WHAT IS REQUIRED.
Find each line in the material below that contains the word "photograph", and copy those lines.

DATA RECORDS.
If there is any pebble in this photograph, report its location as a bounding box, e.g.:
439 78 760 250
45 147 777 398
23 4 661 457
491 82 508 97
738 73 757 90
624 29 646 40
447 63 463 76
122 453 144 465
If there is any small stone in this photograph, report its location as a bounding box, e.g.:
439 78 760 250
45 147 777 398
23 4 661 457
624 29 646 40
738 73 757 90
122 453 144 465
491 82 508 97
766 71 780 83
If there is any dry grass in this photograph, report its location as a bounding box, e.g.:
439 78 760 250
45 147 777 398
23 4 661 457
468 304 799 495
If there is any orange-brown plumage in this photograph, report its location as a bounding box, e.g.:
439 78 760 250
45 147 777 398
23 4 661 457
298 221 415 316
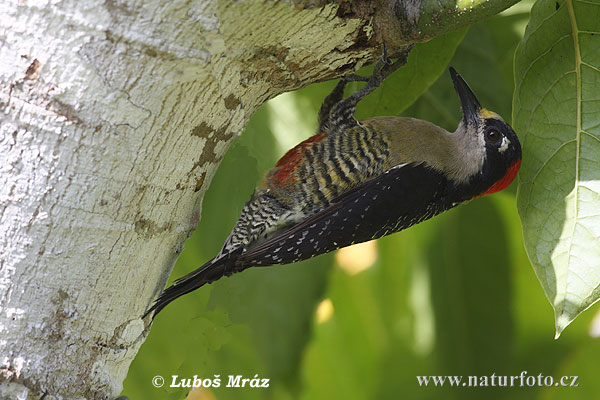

ANSWER TO THIS PROBLEM.
If there is any pebble in this photograph, report its location as a bounding box, e.g.:
If there is any small stone in this photograph, report its location as a bounding box, e.g.:
If there is any dry grass in this photograph, report its location as a bounding box, e.g.:
If there is any orange-brown plumage in this photograph, report its location as a bounding box, e.g.:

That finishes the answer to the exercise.